◆ **引用本文**
11/01/20

The Dead Father

『ブレーキ』

私の中には訳のわからない精神ブレーキが存在します。思いっきりやってやろう。暴れてやろうと体は準備ができるのですが
いざ事にあたると、本当にそれをやっていいのか、本当にそんなこと言っていいのか、と急ブレーキがかかります。
途端に、やろうとしていた事とはまったく違う中途半端なものができてしまう。これが気持ち悪いのってなんのって気持ち悪いんです。

まだ起きてもいない未来の失敗が怖いだなんて馬鹿は休み休み言いたいですし、寝言は寝て言いたいものです。
エチューダーはもっとやれもっとやれと言ってくださいます。
やってみたいこと、言ってみたいことは山ほどあります。
もうなんだかんだと時間もありません。
一緒に演技する人たちのためにも大暴れしたい。
もういっそ何も考えないで発言しましょうか。
引かれたって死ぬわけでもなし。
本当に殺すわけでもなし。
会う人会う人皆演技してる私の目は人殺しの目とか言いますし。
本番までにブラック鯉渕がでてきてくれるといいのですが。

◆ **表示データ**
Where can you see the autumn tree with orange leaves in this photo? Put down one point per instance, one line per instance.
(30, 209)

◆ **課題**
心のブレーキについて語った引用本文の続きを、最後の文の後から書くこと。 このデータを使う必要はない。

◆ **解答例**
鯉渕翼

11/01/16

The Dead Father

『修了公演にまつわる話〜研修生編』

「初日が一番いいってどういうこと?結局勢いだけなんだよ。安心しないで、もっとやって。」
修了公演の2回目の回の終わりに、エチューダーの罵声が飛ぶ。

私が研修生だったころの修了公演は、今のように5回も公演回数はなく、照明や音響もシンプルだった。
わずか3回の本番の中、がた落ちしたのが2日目の昼
メンバーがかみ合わないかみ合わない!
初日は奇跡が起こったように楽しく、これ面白いじゃん!
と胸を張れるかんじでしたが、二日目は不協和音もいいところ。
本番いきなり段取りを変えるという大胆な行動にでてみたり、初日のいい感じを思い出そうと集中を欠いたり、守りと攻めが混在していた。
つくづく、芝居はチームワークだと感じたし、本番始まったら出ている役者しかどうすることもできないんだと!
さんざん稽古で「面白くするのはおまえらなんだから」といわれ続けた意味を、本番中に体感する。
・・・なんとも恐ろしい。
今思うと、確認も取らずに段取りを変えるなんて、観ているエチューダーは私たちより、肝をつぶしていたんだろうな。
そしてかみ合っていない姿をただ指をくわえてみていることしかできない立場なんだ。
そんな目線を背後に感じながら、何もできずに焦るばかりの自分がそこにいた。
いったい何が修了したの?何ができたの?と・・・・。

芋虫がやがて蝶になるように、蝶になるまでは手伝うことができるが、その先の飛び方は自分で勝ち取るしかないのだ。
今回私はエチューダーの立場として修了公演に参加する。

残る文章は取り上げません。